_Objectives_
- a) In three sentences, summarize the mailing-list reply on SLUB per-CPU partial accounting.
- b) Carry on the mailing-list reply on SLUB per-CPU partial accounting from the point where it stops.

_Text passage_
#####

Re: [RFC PATCH] mm, slub: change percpu partial accounting from objects to pages

Vlastimil Babka <vbabka@xxxxxxx> · Wed, 15 Sep 2021 10:42:06 +0200

On 9/15/21 07:32, David Rientjes wrote:
> On Mon, 13 Sep 2021, Vlastimil Babka wrote:
> 
>> While this is no longer a problem in kmemcg context thanks to the accounting
>> rewrite in 5.9, the memory waste is still not ideal and it's questionable
>> whether it makes sense to perform free object count based control when object
>> counts can easily become so much inaccurate. So this patch converts the
>> accounting to be based on number of pages only (which is precise) and removes
>> the page->pobjects field completely. This is also ultimately simpler.
>> 
> 
> Thanks for the very detailed explanation, this is very timely for us.
> 
> I'm wondering if we should be concerned about the memory waste even being 
> possible, though, now that we have the kmemcg accounting change?
> 
> IIUC, because we're accounting objects and not pages, then it *seems* like 
> we could have a high number of pages but very few objects charged per 
> page so this memory waste could go unconstrained from any kmemcg 
> limitation.

So the main problem before 5.9 was that there were separate kmem caches per
memcg with their own percpu partial lists, so the memory used was determined
by caches x cpus x memcgs, now they are shared so it's just caches x cpus.
What you're saying would be also true, but relatively much smaller issue
than what it was before 5.9.

>> To retain the existing set_cpu_partial() heuristic, first calculate the target
>> number of objects as previously, but then convert it to target number of pages
>> by assuming the pages will be half-filled on average. This assumption might
>> obviously also be inaccurate in practice, but cannot degrade to actual number of
>> pages being equal to the target number of objects.

#####

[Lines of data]
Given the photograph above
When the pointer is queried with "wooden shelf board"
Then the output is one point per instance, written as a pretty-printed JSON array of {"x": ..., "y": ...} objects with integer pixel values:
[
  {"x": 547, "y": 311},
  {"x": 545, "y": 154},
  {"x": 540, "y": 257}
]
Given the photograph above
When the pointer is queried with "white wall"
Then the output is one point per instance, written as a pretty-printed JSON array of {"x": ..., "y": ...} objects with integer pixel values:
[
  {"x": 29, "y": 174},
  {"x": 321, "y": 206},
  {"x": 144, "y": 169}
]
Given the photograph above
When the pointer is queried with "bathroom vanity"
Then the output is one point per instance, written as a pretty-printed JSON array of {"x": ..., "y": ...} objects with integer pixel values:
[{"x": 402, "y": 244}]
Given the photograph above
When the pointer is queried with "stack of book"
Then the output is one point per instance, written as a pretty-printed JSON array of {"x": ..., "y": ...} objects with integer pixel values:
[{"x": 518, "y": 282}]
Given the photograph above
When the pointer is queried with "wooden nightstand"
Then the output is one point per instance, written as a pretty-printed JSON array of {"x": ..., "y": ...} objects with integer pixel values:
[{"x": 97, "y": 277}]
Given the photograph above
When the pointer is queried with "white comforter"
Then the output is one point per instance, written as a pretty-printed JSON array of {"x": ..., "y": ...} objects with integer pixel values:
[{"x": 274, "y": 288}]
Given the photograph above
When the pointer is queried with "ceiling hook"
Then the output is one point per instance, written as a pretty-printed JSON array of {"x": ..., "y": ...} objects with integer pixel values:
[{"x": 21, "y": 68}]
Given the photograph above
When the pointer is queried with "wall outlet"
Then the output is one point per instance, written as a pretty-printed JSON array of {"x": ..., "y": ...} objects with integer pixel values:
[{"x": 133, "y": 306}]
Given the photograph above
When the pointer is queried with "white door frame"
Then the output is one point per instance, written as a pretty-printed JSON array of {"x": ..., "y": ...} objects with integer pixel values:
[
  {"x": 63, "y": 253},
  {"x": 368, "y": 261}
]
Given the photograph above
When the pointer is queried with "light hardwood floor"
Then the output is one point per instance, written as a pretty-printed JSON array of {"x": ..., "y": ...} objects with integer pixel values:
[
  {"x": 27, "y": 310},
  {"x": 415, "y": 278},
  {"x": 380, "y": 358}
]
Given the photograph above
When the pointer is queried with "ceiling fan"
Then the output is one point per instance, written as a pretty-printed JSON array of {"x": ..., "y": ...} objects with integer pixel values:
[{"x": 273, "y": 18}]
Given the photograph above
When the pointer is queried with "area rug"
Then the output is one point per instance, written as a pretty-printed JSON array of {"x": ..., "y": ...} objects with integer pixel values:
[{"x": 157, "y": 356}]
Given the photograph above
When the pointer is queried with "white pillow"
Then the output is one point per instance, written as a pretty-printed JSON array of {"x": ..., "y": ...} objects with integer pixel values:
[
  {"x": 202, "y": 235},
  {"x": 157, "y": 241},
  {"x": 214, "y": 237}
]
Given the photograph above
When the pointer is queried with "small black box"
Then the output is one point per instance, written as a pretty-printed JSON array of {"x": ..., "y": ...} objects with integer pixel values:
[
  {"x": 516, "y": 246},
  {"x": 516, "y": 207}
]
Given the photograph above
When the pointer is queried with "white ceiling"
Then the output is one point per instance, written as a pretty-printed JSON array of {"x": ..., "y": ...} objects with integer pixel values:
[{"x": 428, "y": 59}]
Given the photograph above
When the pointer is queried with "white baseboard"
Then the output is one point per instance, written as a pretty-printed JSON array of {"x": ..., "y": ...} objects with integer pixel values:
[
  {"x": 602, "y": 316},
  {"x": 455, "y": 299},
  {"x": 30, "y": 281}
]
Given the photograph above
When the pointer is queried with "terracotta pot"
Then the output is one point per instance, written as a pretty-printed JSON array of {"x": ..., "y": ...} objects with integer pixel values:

#####

_Answers to the problems_
- a) The patch switches SLUB per-CPU partial list accounting from free object counts to page counts, which are precise, and removes the page->pobjects field entirely. Asked whether memory waste could still escape kmemcg limits, the reply explains that before 5.9 every memcg had its own kmem caches with separate per-CPU partial lists, while the caches are now shared, so the remaining issue is relatively much smaller. To keep the existing set_cpu_partial() heuristic, the target number of objects is still calculated and then converted to a target number of pages by assuming pages are half-filled on average.

- b)
>> 
> 
> I think that's a fair heuristic.
> 
>> We could also skip the intermediate step with target number of objects and
>> rewrite the heuristic in terms of pages. However we still have the sysfs file
>> cpu_partial which uses number of objects and could break existing users if it
>> suddenly becomes number of pages, so this patch doesn't do that.
>> 
>> In practice, after this patch the heuristics limit the size of percpu partial
>> list up to 2 pages. In case of a reported regression (which would mean some
>> workload has benefited from the previous imprecise object based counting), we
>> can tune the heuristics to get a better compromise within the new scheme, while
>> still avoid the unexpectedly long percpu partial lists.
>> 
> 
> Curious if you've tried netperf TCP_RR with this change?  This benchmark 
> was the most significantly improved benchmark that I recall with the 
> introduction of per-cpu partial slabs for SLUB.  If there are any 
> regressions to be introduced by such an approach, I'm willing to bet that 
> it would be surfaced with that benchmark.

I'll try, thanks for the tip.